[Referring expression pointing data]

══════════════════════════════

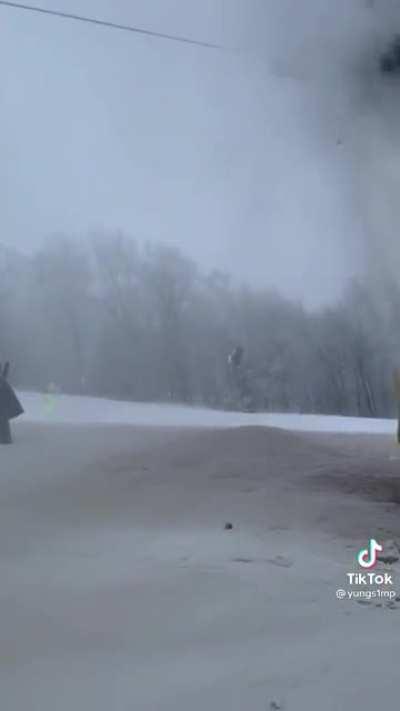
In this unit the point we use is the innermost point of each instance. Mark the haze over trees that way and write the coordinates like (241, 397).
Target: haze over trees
(111, 318)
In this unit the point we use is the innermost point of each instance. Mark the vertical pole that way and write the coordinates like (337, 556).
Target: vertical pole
(396, 382)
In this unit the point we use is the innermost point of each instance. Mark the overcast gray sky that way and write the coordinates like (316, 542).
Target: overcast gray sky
(241, 159)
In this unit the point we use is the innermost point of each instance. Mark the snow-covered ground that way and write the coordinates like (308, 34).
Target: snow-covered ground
(121, 589)
(86, 410)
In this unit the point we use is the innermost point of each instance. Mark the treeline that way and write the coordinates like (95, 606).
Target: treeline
(113, 319)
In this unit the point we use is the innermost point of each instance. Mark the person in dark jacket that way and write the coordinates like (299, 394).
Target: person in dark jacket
(10, 406)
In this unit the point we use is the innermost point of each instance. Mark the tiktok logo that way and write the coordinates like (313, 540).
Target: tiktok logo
(367, 557)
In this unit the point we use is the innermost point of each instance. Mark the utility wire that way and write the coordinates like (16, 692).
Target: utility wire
(104, 23)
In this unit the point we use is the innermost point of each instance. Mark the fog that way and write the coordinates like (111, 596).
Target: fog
(267, 162)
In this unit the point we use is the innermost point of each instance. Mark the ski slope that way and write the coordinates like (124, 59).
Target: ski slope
(89, 410)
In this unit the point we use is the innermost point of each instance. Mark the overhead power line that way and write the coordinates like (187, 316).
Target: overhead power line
(104, 23)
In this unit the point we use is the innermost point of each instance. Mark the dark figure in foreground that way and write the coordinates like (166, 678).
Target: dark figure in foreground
(10, 406)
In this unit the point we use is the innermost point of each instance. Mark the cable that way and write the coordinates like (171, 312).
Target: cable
(104, 23)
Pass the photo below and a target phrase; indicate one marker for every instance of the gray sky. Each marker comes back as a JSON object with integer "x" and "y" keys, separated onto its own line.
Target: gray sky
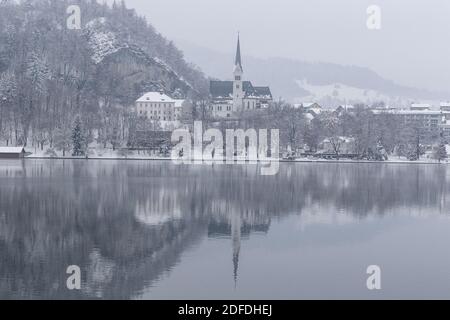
{"x": 412, "y": 47}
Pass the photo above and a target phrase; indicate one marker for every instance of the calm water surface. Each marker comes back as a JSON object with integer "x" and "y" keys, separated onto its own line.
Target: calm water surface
{"x": 154, "y": 230}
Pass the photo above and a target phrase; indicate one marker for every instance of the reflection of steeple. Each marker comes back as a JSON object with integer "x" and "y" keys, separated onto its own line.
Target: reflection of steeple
{"x": 236, "y": 239}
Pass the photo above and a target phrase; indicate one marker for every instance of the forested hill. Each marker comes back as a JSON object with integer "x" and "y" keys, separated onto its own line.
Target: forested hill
{"x": 50, "y": 74}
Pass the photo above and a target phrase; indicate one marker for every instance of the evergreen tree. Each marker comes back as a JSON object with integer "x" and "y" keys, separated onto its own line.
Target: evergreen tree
{"x": 440, "y": 152}
{"x": 78, "y": 139}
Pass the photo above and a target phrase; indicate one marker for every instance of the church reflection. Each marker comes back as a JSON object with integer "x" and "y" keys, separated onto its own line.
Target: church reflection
{"x": 127, "y": 224}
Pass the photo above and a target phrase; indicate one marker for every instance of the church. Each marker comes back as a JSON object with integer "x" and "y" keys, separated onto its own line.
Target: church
{"x": 231, "y": 97}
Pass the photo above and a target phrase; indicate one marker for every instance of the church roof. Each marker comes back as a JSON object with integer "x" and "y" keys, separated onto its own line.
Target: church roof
{"x": 224, "y": 90}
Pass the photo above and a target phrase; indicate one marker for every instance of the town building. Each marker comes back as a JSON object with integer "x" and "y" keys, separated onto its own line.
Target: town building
{"x": 161, "y": 108}
{"x": 12, "y": 152}
{"x": 231, "y": 97}
{"x": 421, "y": 117}
{"x": 420, "y": 107}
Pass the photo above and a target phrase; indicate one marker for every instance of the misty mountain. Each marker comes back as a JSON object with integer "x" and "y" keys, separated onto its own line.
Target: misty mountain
{"x": 52, "y": 75}
{"x": 296, "y": 80}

══════════════════════════════

(Work order) Omit all pictures and repeat the rest of the records verbatim.

(Exercise result)
In this unit the point we use is the innermost point of each instance. Mark the haze over trees that way and write the coordinates like (241, 397).
Target: haze over trees
(111, 318)
In this unit the point we use is the innermost point of each instance. Mark the vertical pole that way and write the coordinates like (337, 556).
Target: vertical pole
(396, 382)
In this unit the point we use is the innermost point of each instance. Mark the overcast gray sky that way and write the coordinates like (316, 542).
Target: overcast gray sky
(241, 159)
In this unit the point we use is the innermost point of each instance. Mark the snow-covered ground that way and write the coordinates like (308, 34).
Target: snow-covered ground
(121, 589)
(86, 410)
In this unit the point we use is the innermost point of each instance. Mark the treeline that way and write the coordinates like (95, 606).
Target: treeline
(113, 319)
In this unit the point we use is the innermost point of each instance. Mark the person in dark jacket that way and write the coordinates like (299, 394).
Target: person in dark jacket
(10, 406)
In this unit the point we use is the innermost point of each instance. Mark the tiktok logo that way and write the coordinates like (313, 540).
Target: tiktok logo
(367, 557)
In this unit the point we use is the innermost point of each instance. Mark the utility wire that way and write the coordinates like (16, 692).
Target: utility wire
(104, 23)
In this unit the point we use is the innermost point of each instance. Mark the fog that way and write the coordinates like (111, 596).
Target: fog
(267, 162)
In this unit the point we use is the innermost point of each instance. Mark the ski slope that way and write the coordinates like (124, 59).
Target: ski slope
(89, 410)
In this unit the point we use is the innermost point of each instance. Mark the overhead power line that way and write the coordinates like (187, 316).
Target: overhead power line
(104, 23)
In this unit the point we use is the innermost point of each instance. Mark the dark figure in foreground that way and write the coordinates like (166, 678).
Target: dark figure in foreground
(10, 406)
In this unit the point we use is the innermost point of each instance. Mark the cable that way and write the coordinates like (171, 312).
Target: cable
(104, 23)
Pass the photo below and a target phrase; indicate one marker for every instance of the gray sky. Each marker comes back as a JSON object with integer "x" and "y" keys, separated onto its own line.
Target: gray sky
{"x": 412, "y": 47}
Pass the photo above and a target phrase; indicate one marker for every instance of the calm water surface. Each marker comes back as a JSON object with integer "x" and "y" keys, separated onto its own line.
Target: calm water surface
{"x": 154, "y": 230}
Pass the photo above and a target phrase; indicate one marker for every instance of the reflection of steeple. Each marker comes back as a JSON object with integer "x" and "y" keys, separated onto its own line.
Target: reflection of steeple
{"x": 236, "y": 239}
Pass the photo above and a target phrase; indicate one marker for every instance of the forested hill. Each marker comes back as a JSON object with integer "x" and "y" keys, separated onto its own line.
Target: forested hill
{"x": 50, "y": 74}
Pass the photo above and a target phrase; indicate one marker for every instance of the evergreen tree. Each marker comes back as a JSON object with integer "x" and "y" keys, separated onto its own line.
Target: evergreen tree
{"x": 440, "y": 152}
{"x": 78, "y": 139}
Pass the photo above and a target phrase; indicate one marker for every instance of the church reflection. Each marker comes back as a JSON object with integer "x" and "y" keys, separated onto its own line.
Target: church reflection
{"x": 127, "y": 224}
Pass the photo above and a target phrase; indicate one marker for every instance of the church. Each marker comes back as a JSON object with integer "x" and "y" keys, separated onto its own line.
Target: church
{"x": 231, "y": 97}
Pass the photo above and a target phrase; indicate one marker for every instance of the church roof. Each marker comes back as a JSON object with integer "x" and "y" keys, separated onto its own line.
Target: church roof
{"x": 224, "y": 90}
Pass the photo above and a target phrase; indicate one marker for every instance of the town building. Each marker comes back as a JSON object with integer "x" and "y" keys, separated onto its own line.
Target: town building
{"x": 161, "y": 108}
{"x": 12, "y": 152}
{"x": 231, "y": 97}
{"x": 421, "y": 117}
{"x": 420, "y": 107}
Pass the photo above and a target phrase; indicate one marker for every instance of the misty mountain. Each marker comes back as a JSON object with integer "x" and "y" keys, separated onto its own line.
Target: misty mountain
{"x": 52, "y": 75}
{"x": 296, "y": 80}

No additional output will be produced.